─── Supplied records ───

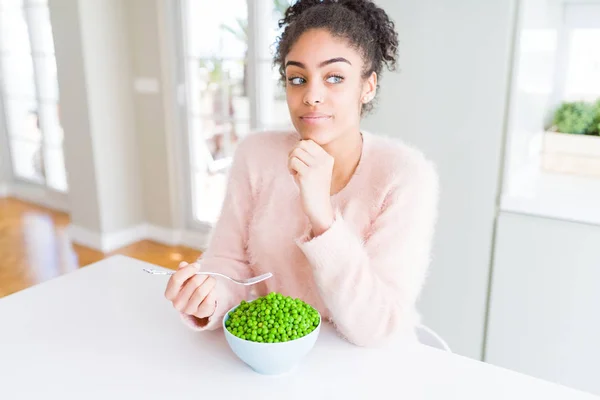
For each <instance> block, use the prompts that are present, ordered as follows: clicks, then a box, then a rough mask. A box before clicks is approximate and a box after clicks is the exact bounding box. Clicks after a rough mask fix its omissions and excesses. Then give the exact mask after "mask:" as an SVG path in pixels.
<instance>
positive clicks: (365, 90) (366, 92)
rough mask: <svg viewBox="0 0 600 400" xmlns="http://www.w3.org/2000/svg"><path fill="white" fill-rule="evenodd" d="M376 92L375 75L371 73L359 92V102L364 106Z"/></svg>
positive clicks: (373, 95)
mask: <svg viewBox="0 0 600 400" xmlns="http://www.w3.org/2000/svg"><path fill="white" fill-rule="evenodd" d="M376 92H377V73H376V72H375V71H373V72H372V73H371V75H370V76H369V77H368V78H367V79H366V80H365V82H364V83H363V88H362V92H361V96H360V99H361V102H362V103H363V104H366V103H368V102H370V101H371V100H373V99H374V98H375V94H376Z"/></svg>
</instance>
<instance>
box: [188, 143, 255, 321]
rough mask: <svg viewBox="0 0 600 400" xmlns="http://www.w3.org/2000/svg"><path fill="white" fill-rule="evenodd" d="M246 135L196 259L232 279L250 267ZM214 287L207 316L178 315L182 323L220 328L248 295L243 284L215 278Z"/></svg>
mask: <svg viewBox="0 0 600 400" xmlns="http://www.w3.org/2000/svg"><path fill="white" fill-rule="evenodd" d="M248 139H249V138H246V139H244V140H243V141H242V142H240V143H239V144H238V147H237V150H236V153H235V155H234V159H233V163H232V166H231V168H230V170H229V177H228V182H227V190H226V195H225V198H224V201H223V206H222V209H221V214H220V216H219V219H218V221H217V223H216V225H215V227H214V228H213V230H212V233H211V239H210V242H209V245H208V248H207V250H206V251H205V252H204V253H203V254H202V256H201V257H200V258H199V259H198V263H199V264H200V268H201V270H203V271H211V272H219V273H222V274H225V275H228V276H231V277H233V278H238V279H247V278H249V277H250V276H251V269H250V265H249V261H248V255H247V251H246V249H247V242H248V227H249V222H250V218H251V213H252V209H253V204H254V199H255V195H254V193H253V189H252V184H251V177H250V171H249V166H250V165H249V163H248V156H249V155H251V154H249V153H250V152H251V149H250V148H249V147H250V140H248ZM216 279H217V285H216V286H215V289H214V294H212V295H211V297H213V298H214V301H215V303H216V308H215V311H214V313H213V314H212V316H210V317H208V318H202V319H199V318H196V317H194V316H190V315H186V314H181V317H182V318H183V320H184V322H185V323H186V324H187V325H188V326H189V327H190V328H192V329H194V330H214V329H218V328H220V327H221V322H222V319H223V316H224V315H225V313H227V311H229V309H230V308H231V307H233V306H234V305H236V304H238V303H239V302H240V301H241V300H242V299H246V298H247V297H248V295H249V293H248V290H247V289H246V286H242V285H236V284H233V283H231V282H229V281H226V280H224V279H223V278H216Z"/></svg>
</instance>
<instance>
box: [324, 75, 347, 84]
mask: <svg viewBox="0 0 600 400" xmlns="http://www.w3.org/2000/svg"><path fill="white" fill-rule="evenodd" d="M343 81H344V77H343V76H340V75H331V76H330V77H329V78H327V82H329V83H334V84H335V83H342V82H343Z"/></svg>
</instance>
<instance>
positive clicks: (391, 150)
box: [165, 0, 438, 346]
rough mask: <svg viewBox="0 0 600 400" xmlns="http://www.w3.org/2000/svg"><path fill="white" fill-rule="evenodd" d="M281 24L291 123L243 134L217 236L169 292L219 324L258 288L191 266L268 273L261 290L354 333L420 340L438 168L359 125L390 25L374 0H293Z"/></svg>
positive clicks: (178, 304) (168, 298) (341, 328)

───

Exercise prompt:
What you return must match the records line for line, with the pictures left out.

Result:
For each <instance> block, use the prompts that are present, ordered as follows: clicks, then a box, then a rough mask. A box before clicks is approximate and a box after clicks is the exact bounding box. Clicks after a rough mask fix its omissions and excesses. Then give the exact mask after "mask:" as an SVG path in pixels.
<instance>
positive clicks: (365, 90) (366, 92)
rough mask: <svg viewBox="0 0 600 400" xmlns="http://www.w3.org/2000/svg"><path fill="white" fill-rule="evenodd" d="M376 92L375 75L371 73L359 92V102L364 106Z"/></svg>
positive clicks: (373, 95)
mask: <svg viewBox="0 0 600 400" xmlns="http://www.w3.org/2000/svg"><path fill="white" fill-rule="evenodd" d="M376 92H377V73H376V72H375V71H373V72H372V73H371V75H370V76H369V77H368V78H367V79H366V80H365V82H364V83H363V88H362V92H361V96H360V99H361V102H362V103H363V104H366V103H368V102H370V101H371V100H373V99H374V98H375V94H376Z"/></svg>
</instance>
<instance>
box: [188, 143, 255, 321]
rough mask: <svg viewBox="0 0 600 400" xmlns="http://www.w3.org/2000/svg"><path fill="white" fill-rule="evenodd" d="M246 135L196 259L232 279L250 267ZM214 287L207 316L178 315L182 323L220 328L248 295L243 284L215 278Z"/></svg>
mask: <svg viewBox="0 0 600 400" xmlns="http://www.w3.org/2000/svg"><path fill="white" fill-rule="evenodd" d="M248 139H249V138H246V139H244V140H243V141H242V142H240V143H239V144H238V147H237V150H236V153H235V155H234V159H233V163H232V166H231V168H230V170H229V177H228V182H227V190H226V195H225V198H224V201H223V206H222V209H221V214H220V216H219V219H218V221H217V223H216V225H215V227H214V228H213V230H212V233H211V239H210V242H209V245H208V248H207V250H206V251H205V252H204V253H203V254H202V256H201V257H200V258H199V259H198V263H199V264H200V268H201V270H203V271H211V272H219V273H222V274H225V275H228V276H231V277H233V278H238V279H247V278H249V277H250V276H251V269H250V265H249V261H248V255H247V251H246V249H247V242H248V227H249V222H250V218H251V213H252V209H253V204H254V199H255V195H254V193H253V189H252V184H251V177H250V171H249V166H250V165H249V163H248V156H249V155H251V154H249V153H250V152H251V149H250V148H249V147H250V140H248ZM216 279H217V285H216V286H215V289H214V294H212V295H211V297H213V298H214V301H215V303H216V308H215V311H214V313H213V314H212V316H210V317H208V318H202V319H199V318H196V317H194V316H190V315H186V314H181V317H182V318H183V320H184V322H185V323H186V324H187V325H188V326H189V327H190V328H192V329H194V330H214V329H218V328H220V327H221V322H222V319H223V316H224V315H225V313H227V311H229V309H230V308H231V307H233V306H234V305H236V304H238V303H239V302H240V301H241V300H242V299H246V298H247V297H248V295H249V293H248V290H247V289H246V286H242V285H236V284H233V283H231V282H229V281H226V280H224V279H223V278H216Z"/></svg>
</instance>
<instance>
box: [324, 75, 347, 84]
mask: <svg viewBox="0 0 600 400" xmlns="http://www.w3.org/2000/svg"><path fill="white" fill-rule="evenodd" d="M343 81H344V77H343V76H340V75H331V76H330V77H329V78H327V82H329V83H334V84H335V83H342V82H343Z"/></svg>
</instance>
<instance>
positive clicks: (391, 150)
box: [165, 0, 438, 346]
rough mask: <svg viewBox="0 0 600 400" xmlns="http://www.w3.org/2000/svg"><path fill="white" fill-rule="evenodd" d="M281 24L291 123L243 134L217 236L169 292L219 324L258 288L191 266L268 273L261 290L354 333L420 340L438 168L359 125L390 25L374 0H293Z"/></svg>
positive clicks: (178, 304) (168, 298) (341, 328)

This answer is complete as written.